What you should do –
Exactly the lines from the one containing "Expected: the position of each instance of the man's hand, given" to the last line of the records, inclusive, are to be transcribed; include no others.

The input –
|---|

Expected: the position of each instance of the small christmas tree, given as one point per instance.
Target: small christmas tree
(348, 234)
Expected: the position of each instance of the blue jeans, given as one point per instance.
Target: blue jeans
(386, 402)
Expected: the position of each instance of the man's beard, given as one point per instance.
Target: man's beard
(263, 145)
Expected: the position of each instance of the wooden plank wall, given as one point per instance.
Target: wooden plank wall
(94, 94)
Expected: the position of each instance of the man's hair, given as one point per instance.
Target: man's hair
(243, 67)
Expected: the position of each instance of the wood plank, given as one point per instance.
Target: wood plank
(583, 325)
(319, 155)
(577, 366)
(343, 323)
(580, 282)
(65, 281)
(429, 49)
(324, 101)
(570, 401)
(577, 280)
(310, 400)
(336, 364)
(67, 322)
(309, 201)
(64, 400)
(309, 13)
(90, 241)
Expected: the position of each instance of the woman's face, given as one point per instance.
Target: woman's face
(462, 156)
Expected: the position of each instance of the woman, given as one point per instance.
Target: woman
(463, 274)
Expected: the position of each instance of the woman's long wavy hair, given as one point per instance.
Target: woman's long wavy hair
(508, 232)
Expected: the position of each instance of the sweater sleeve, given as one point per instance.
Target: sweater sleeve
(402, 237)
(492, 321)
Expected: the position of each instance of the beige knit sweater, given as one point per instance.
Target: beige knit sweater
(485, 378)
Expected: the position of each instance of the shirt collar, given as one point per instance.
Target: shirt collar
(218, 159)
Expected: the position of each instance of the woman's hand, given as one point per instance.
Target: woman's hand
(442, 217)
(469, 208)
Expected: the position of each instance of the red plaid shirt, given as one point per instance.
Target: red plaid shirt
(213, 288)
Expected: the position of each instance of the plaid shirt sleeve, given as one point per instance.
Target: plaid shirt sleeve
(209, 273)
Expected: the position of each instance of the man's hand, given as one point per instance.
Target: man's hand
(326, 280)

|---|

The answer –
Expected: the position of each instance of the man's hand, given as one point per instance.
Target: man's hand
(326, 280)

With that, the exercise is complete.